(Source data)
________
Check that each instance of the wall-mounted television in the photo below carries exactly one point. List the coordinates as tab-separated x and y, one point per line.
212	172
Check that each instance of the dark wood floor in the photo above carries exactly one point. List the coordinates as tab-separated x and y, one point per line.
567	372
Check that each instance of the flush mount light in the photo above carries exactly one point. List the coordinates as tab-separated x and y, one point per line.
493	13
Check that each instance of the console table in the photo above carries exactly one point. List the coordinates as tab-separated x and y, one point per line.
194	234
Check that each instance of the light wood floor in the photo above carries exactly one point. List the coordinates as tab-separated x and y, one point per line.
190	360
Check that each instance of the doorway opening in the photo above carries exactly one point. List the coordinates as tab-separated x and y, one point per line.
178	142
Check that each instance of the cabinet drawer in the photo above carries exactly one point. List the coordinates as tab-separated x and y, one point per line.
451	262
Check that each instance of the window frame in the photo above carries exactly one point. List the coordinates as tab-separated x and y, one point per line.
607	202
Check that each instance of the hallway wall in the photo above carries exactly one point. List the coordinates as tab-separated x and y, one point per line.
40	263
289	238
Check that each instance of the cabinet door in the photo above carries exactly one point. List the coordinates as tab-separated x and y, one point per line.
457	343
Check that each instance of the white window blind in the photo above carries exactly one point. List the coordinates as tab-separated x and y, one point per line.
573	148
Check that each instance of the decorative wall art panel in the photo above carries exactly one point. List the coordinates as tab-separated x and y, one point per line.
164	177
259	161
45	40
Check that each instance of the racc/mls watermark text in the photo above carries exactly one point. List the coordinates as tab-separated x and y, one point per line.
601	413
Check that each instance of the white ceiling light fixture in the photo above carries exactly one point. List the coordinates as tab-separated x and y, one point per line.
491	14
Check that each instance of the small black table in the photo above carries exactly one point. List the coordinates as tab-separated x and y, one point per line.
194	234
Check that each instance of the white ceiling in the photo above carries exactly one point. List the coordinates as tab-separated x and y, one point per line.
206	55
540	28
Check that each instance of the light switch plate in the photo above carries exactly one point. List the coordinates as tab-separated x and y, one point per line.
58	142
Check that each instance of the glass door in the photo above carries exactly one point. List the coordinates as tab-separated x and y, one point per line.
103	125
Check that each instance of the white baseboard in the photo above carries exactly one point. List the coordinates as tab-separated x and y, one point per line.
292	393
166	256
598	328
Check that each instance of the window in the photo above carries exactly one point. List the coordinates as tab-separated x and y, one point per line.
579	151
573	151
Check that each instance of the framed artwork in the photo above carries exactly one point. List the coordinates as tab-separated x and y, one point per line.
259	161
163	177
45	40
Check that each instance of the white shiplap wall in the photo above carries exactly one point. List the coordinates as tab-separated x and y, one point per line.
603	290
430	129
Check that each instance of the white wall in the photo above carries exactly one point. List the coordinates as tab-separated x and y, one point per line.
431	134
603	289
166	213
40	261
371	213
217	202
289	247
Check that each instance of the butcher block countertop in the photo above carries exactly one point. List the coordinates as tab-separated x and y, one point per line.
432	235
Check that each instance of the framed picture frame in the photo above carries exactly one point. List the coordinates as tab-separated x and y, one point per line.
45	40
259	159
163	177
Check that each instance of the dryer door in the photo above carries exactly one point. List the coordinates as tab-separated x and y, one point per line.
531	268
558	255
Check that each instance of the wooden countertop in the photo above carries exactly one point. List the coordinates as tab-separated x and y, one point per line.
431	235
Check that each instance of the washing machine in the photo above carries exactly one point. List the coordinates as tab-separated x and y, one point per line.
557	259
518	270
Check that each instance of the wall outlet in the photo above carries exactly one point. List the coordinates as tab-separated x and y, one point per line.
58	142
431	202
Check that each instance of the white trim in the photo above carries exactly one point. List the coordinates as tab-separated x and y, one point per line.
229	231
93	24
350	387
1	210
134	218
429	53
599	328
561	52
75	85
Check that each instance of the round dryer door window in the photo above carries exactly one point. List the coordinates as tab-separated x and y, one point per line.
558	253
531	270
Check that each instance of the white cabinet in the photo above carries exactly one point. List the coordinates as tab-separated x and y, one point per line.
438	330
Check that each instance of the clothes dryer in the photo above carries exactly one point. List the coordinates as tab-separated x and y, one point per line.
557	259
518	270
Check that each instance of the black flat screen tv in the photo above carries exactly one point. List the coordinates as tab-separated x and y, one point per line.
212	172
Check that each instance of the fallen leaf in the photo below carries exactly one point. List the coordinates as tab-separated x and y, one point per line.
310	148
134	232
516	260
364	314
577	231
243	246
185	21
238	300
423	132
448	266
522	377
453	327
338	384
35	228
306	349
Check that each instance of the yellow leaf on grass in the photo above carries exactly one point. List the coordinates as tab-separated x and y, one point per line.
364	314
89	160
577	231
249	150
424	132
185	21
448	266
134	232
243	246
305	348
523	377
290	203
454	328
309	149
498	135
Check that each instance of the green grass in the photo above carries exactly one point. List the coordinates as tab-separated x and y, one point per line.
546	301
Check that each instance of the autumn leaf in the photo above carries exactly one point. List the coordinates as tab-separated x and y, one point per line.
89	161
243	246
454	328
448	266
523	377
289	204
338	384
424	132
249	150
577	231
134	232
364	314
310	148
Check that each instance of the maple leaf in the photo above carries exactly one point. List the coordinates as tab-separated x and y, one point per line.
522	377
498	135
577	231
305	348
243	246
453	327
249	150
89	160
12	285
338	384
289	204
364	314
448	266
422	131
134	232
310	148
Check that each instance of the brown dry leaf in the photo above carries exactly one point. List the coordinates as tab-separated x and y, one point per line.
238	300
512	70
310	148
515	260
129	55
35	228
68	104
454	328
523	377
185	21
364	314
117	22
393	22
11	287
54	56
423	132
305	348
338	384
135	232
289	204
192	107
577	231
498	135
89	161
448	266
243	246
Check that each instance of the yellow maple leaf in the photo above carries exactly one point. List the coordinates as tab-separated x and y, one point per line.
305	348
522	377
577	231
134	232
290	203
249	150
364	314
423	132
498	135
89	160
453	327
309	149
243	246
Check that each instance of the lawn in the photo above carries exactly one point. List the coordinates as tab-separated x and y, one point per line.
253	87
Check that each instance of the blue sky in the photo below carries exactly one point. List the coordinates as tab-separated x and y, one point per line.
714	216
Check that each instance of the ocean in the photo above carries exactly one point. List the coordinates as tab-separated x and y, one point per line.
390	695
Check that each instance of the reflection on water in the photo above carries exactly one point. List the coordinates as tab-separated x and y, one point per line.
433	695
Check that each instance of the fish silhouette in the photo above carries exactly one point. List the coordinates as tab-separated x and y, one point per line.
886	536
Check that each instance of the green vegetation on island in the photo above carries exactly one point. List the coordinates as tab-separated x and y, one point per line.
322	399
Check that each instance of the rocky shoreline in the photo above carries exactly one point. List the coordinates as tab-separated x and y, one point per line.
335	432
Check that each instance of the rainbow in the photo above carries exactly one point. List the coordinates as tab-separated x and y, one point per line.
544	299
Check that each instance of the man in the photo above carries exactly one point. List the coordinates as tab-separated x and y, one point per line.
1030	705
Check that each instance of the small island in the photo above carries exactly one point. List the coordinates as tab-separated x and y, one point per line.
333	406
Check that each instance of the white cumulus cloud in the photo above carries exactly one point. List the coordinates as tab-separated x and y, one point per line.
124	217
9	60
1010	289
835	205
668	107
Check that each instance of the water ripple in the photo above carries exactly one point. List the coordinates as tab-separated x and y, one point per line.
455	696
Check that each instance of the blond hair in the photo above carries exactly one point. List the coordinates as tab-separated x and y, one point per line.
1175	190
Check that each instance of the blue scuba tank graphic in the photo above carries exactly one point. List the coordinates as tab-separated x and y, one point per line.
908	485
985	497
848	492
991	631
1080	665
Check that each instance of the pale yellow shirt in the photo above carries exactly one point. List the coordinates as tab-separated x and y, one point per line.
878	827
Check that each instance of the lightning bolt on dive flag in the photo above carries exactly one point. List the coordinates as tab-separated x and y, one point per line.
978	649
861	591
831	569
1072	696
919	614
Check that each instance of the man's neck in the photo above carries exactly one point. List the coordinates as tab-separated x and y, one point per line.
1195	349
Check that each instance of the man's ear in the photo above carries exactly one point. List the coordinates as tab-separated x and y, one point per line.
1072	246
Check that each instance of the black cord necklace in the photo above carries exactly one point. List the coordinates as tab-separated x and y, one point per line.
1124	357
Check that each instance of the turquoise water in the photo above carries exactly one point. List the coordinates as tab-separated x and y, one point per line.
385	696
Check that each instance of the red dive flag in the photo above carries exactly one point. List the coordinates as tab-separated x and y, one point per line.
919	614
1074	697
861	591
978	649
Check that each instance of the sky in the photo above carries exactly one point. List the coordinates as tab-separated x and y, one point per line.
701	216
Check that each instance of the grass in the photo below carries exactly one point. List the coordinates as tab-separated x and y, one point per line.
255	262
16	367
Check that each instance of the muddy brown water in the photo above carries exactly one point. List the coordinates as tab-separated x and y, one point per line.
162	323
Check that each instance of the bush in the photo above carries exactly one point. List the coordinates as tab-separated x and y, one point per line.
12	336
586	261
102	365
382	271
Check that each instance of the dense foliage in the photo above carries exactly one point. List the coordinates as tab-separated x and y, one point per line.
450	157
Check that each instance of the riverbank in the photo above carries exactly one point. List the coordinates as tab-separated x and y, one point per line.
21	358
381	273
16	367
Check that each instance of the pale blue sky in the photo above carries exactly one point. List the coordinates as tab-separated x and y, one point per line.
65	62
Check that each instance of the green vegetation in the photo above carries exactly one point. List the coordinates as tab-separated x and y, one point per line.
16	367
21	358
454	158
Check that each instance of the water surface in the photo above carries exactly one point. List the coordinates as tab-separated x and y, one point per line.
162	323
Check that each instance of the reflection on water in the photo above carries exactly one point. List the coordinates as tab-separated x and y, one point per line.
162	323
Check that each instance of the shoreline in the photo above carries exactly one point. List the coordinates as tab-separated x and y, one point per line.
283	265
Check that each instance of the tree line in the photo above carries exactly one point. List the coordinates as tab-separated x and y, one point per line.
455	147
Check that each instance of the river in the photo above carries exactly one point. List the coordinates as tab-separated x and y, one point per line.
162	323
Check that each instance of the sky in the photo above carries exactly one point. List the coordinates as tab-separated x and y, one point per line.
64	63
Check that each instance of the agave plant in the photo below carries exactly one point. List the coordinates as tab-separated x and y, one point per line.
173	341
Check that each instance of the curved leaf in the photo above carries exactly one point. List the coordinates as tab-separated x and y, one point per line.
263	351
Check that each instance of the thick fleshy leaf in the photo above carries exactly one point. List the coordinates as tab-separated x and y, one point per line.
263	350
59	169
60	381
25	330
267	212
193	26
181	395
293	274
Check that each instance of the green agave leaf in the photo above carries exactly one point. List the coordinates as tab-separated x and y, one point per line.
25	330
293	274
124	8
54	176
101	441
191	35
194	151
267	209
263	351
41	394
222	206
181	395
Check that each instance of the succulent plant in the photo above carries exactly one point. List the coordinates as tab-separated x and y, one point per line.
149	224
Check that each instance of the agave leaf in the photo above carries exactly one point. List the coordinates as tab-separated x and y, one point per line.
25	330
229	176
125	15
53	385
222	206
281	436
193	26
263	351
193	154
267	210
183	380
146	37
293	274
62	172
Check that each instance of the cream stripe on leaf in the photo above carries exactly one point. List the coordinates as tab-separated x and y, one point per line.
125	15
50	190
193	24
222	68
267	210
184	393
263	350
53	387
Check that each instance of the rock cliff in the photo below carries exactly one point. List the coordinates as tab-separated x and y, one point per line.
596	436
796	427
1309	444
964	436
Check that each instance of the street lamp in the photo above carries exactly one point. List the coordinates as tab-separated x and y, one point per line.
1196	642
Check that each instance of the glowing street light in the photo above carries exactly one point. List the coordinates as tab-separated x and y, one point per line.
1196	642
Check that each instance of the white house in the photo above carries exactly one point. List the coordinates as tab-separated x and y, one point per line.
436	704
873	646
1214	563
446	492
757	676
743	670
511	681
________
» **EXERCISE BRIEF**: Write out exactly the lines that begin at the one containing "Check that each instance of the white house" and continue through the last line of the data, and only those.

» **TASK RESULT**:
Check that each instance of the white house in the photo above carries exactly one point. List the coordinates as tab-separated x and y, one point per line.
436	704
873	646
1214	563
446	492
757	676
743	670
511	681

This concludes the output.